▶ _WORKING DATA_
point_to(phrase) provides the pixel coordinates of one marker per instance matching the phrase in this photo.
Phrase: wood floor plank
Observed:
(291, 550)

* * *

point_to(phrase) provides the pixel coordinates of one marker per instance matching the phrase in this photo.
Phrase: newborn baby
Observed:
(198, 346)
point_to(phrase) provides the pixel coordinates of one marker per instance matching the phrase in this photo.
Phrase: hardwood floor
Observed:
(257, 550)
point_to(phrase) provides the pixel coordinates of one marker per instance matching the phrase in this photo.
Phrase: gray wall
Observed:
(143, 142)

▶ _WRITTEN EXERCISE_
Pull out every line in the rows above that contains the string "floor". The match is case-sensitive.

▶ _THE ANSWER_
Phrase: wood floor plank
Phrase: hardwood floor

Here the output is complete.